Given instruction>
How many lines of the records below contain the string "black"? Case counts, so answer with the number only.

[Coordinate annotation entries]
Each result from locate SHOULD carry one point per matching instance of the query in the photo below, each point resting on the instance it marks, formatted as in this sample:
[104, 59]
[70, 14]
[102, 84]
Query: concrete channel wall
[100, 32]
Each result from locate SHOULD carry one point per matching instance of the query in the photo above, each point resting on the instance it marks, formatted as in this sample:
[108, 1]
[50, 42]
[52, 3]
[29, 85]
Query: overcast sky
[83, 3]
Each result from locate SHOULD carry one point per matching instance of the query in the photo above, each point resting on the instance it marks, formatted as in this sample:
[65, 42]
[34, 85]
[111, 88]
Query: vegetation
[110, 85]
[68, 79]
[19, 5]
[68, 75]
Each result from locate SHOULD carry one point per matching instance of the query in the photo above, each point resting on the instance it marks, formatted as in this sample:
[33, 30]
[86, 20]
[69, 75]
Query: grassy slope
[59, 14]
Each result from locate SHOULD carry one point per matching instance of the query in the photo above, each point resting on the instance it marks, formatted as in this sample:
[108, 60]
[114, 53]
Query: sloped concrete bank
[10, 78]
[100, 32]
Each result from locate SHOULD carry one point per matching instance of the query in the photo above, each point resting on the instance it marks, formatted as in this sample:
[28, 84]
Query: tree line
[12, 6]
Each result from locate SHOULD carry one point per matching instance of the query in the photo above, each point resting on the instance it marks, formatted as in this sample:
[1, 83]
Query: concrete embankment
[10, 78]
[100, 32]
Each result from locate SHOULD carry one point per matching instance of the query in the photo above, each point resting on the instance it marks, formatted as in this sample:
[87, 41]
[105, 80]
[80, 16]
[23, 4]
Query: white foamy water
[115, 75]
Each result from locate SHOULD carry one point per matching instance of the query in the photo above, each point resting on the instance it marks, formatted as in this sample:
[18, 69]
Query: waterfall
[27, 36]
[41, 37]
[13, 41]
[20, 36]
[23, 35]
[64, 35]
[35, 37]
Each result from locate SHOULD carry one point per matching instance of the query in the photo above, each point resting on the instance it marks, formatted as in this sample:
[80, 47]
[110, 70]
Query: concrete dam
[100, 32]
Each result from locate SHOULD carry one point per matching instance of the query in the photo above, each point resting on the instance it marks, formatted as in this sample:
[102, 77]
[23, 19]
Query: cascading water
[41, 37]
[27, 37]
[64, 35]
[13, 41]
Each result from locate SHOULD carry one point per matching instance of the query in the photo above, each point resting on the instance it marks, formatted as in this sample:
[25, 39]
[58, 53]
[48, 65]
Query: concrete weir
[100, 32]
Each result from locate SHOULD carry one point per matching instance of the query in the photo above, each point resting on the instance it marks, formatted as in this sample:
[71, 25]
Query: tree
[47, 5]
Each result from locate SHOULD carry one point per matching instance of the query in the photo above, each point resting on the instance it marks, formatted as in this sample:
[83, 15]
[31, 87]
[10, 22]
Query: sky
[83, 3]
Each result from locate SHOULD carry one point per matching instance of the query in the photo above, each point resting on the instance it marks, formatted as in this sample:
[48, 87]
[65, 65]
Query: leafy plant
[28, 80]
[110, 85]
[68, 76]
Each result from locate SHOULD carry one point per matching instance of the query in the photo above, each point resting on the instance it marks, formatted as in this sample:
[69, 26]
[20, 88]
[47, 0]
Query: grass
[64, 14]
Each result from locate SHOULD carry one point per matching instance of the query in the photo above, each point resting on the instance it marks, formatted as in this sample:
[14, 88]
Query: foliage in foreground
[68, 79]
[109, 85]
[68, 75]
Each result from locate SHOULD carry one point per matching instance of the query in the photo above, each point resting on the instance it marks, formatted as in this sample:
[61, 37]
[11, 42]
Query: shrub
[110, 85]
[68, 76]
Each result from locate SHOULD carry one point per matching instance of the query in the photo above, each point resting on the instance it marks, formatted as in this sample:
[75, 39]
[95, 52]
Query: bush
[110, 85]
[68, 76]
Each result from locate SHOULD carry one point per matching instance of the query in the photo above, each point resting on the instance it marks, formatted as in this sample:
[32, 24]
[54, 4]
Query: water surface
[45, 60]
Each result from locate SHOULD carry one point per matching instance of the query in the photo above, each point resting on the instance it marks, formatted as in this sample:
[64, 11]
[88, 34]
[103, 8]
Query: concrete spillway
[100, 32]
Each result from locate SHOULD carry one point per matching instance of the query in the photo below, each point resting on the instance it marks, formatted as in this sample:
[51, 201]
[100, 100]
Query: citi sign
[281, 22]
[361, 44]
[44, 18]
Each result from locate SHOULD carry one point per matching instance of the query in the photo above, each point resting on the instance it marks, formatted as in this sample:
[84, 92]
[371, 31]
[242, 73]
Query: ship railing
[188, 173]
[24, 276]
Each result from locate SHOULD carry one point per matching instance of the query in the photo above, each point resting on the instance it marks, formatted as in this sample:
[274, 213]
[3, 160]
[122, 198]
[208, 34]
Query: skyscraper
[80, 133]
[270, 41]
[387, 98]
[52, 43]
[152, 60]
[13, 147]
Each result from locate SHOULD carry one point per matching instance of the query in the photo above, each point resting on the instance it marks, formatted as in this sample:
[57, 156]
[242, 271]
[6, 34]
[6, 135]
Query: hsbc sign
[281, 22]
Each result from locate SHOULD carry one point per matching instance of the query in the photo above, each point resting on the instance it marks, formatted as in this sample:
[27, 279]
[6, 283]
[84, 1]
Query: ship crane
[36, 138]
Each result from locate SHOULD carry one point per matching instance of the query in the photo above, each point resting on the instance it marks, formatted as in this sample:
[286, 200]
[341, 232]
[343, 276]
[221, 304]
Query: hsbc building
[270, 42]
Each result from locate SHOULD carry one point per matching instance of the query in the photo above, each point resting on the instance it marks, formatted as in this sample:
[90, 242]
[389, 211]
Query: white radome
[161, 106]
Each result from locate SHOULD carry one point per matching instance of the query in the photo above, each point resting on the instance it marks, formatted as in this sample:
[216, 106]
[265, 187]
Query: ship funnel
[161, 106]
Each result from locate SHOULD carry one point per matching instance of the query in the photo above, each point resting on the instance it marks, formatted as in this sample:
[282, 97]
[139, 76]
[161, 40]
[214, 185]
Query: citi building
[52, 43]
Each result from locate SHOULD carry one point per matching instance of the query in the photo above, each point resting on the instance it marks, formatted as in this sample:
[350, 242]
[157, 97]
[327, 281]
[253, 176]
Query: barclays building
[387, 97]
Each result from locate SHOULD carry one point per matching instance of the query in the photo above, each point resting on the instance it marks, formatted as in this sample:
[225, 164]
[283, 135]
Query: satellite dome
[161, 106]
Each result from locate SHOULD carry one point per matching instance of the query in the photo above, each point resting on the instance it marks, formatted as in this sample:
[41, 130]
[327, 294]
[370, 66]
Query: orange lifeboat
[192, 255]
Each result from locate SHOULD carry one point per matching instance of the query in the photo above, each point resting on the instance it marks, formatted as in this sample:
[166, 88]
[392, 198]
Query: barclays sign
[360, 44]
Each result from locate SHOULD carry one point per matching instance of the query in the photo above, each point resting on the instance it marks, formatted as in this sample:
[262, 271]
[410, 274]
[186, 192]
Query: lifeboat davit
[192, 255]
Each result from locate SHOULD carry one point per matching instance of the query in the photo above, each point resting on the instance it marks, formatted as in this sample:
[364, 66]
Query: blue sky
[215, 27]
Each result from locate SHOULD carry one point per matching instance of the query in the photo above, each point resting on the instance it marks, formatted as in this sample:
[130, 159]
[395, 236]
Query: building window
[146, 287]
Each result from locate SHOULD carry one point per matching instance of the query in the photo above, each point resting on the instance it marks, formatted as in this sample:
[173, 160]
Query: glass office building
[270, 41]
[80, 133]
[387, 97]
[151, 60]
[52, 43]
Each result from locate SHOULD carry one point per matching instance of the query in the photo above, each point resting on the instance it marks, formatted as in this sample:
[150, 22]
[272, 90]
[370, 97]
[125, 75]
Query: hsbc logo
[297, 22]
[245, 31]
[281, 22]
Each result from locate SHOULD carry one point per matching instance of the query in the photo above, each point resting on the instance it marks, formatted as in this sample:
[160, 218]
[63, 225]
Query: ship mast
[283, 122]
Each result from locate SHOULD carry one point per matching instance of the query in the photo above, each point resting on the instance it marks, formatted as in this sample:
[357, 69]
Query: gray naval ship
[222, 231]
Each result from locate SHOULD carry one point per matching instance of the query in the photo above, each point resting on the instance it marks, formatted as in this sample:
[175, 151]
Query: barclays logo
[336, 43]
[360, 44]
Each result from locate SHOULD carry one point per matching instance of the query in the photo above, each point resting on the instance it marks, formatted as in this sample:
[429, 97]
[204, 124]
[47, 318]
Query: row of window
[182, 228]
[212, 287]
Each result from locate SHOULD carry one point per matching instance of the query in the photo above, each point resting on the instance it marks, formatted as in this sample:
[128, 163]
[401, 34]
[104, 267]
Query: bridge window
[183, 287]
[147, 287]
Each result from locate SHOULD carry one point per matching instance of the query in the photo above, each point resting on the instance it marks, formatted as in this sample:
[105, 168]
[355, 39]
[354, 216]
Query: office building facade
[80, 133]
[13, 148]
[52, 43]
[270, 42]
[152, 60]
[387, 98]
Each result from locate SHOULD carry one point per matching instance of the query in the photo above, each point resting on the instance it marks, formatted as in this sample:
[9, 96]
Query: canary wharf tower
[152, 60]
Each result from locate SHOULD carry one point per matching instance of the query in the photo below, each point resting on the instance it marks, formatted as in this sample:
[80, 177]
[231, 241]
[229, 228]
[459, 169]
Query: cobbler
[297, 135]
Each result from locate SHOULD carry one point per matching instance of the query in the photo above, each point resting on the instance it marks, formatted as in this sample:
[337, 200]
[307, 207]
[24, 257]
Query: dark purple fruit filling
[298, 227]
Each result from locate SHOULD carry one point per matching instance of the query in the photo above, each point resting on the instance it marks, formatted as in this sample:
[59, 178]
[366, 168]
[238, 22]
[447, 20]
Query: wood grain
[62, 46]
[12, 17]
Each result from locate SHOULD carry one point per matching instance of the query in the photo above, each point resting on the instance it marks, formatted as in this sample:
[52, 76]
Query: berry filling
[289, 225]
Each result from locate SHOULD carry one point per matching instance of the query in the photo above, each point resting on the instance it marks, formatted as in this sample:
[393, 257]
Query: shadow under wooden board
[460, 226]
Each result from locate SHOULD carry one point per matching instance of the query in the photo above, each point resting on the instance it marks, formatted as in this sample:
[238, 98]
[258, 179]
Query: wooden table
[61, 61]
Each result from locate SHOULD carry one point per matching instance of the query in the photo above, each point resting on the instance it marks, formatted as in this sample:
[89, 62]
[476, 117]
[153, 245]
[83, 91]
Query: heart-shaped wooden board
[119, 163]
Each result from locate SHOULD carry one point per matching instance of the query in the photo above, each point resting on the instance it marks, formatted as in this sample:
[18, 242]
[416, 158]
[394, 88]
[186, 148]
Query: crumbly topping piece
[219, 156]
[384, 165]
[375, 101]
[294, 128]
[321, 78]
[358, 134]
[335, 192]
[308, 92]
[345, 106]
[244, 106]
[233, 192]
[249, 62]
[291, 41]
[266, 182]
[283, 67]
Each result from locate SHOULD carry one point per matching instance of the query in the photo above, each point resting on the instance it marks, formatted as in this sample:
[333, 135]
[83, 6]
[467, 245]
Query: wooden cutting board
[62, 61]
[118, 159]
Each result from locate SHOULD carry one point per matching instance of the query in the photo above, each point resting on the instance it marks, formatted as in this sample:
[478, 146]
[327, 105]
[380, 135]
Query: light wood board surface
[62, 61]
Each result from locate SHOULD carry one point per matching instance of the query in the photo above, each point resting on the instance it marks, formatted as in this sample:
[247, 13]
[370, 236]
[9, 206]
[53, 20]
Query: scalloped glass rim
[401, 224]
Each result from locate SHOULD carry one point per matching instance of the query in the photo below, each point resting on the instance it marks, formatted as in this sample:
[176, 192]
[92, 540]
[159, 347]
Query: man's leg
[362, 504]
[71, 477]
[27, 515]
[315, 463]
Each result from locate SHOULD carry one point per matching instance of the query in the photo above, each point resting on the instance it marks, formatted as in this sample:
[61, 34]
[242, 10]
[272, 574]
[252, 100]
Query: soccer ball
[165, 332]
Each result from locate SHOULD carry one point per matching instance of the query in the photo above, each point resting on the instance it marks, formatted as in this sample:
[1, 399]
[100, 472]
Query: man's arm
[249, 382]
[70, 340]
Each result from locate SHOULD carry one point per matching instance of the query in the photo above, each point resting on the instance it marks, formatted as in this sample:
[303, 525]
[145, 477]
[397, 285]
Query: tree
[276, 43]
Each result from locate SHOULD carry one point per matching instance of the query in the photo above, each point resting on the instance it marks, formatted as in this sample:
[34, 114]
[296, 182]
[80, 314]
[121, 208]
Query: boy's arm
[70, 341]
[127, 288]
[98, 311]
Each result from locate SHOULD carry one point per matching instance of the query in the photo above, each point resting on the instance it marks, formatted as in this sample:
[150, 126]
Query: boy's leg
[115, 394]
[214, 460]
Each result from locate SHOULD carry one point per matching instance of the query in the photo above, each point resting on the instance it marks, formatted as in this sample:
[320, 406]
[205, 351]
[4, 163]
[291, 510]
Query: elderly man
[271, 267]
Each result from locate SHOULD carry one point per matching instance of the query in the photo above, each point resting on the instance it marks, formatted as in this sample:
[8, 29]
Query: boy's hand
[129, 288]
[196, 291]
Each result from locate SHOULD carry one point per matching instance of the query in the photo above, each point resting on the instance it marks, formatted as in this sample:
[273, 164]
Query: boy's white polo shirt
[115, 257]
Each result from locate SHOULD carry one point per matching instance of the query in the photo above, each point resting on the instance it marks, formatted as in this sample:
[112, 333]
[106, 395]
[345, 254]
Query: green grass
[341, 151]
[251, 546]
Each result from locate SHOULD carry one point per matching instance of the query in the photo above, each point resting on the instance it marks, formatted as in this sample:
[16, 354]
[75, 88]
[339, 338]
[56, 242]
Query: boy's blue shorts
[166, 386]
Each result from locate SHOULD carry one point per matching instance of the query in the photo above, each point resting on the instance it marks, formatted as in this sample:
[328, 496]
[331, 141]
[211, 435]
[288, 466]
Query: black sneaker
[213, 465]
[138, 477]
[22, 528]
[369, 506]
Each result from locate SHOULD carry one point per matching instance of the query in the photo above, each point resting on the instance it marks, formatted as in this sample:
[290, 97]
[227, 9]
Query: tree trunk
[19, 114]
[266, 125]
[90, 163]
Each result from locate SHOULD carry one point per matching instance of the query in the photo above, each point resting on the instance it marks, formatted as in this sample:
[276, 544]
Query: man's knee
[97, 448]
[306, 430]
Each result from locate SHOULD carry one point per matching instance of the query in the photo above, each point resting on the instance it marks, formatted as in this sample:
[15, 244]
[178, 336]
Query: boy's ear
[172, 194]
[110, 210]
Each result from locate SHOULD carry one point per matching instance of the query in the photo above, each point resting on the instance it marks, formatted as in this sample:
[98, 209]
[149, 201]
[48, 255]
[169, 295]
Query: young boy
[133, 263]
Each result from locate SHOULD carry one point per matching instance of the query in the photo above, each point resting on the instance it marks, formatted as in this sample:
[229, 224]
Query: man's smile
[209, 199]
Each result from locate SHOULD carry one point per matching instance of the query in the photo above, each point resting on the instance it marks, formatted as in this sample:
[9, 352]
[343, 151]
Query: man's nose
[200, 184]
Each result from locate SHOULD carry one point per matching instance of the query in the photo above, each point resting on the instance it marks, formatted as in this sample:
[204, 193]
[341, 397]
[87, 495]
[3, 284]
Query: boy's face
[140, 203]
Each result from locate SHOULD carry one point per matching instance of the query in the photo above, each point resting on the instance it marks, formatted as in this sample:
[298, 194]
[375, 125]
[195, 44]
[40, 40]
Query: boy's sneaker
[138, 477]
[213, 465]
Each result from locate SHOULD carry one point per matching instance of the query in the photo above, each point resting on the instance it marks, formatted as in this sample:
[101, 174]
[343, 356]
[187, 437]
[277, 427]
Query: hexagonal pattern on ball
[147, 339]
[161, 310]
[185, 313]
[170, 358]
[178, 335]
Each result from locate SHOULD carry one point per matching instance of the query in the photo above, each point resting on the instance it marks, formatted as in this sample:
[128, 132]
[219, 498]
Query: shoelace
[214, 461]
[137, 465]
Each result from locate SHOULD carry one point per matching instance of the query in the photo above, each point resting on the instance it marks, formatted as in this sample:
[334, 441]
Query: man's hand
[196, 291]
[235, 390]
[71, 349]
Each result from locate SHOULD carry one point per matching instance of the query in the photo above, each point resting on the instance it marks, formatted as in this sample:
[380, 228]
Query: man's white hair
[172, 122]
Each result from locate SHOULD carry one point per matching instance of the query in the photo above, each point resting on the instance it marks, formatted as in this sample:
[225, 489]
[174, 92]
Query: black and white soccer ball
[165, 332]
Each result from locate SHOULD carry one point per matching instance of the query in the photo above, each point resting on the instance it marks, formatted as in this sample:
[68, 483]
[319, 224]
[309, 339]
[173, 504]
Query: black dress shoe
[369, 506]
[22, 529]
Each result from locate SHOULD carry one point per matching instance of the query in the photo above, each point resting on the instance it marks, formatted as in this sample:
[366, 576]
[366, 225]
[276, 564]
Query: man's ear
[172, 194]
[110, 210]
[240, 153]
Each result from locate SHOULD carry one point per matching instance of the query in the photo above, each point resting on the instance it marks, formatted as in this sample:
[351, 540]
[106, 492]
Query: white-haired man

The solution>
3